### Given instruction:
Output the records. Match them exactly.

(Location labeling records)
- - -

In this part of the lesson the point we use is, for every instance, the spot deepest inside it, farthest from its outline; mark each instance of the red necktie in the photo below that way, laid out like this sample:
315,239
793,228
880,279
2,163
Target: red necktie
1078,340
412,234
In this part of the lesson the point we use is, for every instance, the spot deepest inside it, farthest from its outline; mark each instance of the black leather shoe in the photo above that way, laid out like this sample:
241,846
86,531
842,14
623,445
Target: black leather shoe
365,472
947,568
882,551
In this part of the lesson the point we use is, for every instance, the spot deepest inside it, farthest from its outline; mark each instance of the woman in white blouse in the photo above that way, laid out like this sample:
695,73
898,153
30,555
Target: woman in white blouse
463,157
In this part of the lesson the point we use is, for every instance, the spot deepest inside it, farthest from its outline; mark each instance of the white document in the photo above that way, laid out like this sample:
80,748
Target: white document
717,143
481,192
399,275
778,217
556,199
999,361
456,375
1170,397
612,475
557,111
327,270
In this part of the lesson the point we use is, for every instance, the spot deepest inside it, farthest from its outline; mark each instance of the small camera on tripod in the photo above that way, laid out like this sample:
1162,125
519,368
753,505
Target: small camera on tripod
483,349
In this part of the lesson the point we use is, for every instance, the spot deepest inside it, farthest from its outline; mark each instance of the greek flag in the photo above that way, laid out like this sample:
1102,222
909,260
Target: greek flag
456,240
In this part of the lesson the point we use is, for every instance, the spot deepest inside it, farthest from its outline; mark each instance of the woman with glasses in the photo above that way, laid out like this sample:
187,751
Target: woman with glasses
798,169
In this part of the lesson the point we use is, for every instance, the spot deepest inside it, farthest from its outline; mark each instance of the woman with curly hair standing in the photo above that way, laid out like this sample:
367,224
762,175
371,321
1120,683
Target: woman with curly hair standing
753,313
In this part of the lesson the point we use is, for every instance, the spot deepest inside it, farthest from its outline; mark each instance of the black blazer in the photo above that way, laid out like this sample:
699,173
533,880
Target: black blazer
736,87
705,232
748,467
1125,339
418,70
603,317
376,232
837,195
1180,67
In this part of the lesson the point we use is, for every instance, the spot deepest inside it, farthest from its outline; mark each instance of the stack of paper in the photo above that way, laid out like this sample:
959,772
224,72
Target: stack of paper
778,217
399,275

- - -

### Expected answer:
In this part of the lesson the point we use is, for every instance, the spot deepest inside it, farthest from its outline; mark each instance of the red necktie in the photo below that way, laid out like this sample:
315,239
793,228
880,279
2,163
Target: red necktie
1078,340
412,234
In this part of the lesson the point we use is, for every instance, the spot deepest inside it, farthest from its outline; mark each instance of the black leather shoe in the photo above that way, laid out like this sample:
241,846
86,531
842,14
623,445
Target: black leather shoe
365,472
947,568
882,551
In this part of the lesson the point we use is, for every instance, the spot deepest inside it, farthest from its outline; mark each instance of the woman in white blouse in the photo above that way, laid out like this sample:
695,73
898,153
30,555
Target: woman in white blouse
463,157
In this part of the lesson the point we use is, for every instance, the spot deepest inside it, farthest from its outline; mark each instance of the white document in the photo above that way, laid out like this sample:
80,748
Target: white document
717,143
481,192
399,275
778,217
556,199
999,361
456,375
1170,397
612,475
557,111
327,270
In this part of the lesson the point we use is, for every instance, the spot deepest inside it, farthest from its outline; mark each instance of the small camera on tripod in the photo above that way, laid out like this sample:
1162,125
519,368
753,505
Target: small camera on tripod
483,349
In this part of the lesson the point we use is, for every instance, the spot deepest inside it, farthest from its outline; mark each instance of the greek flag in the photo above that way, laid out like this sample:
1102,222
909,260
Target: greek flag
456,240
In this part of the lesson the point we use is, for every instance, the spot deepest inside it, farthest from its outline; mark each instance of the woman with glasses in the photo above that way, laid out like this sample:
187,751
Target: woman with glasses
798,169
In this part of the lesson the point we use is, for every instance, the spot deepest inside it, farthest from its outline; mark each instance of the woman with curly hair standing in the photo above that way, laid out like this sample:
367,224
762,175
371,321
1120,683
Target: woman with curly hair standing
753,313
In this part of the lesson the point we use is, for every instance, the spot deepest inside it, farthest from its outline; mark each instance of the black blazer in the photo above that way, laid out like this sample:
699,173
533,880
Target: black blazer
736,87
705,232
748,467
1125,339
418,70
603,317
376,232
837,195
1180,67
In this part of the lesson the point we use is, for every instance, the spot deepest inside it, farthest from its outline; mark each instance of the stack of paper in the photo above that way, laid out like this sample:
959,772
224,72
Target: stack of paper
778,217
399,275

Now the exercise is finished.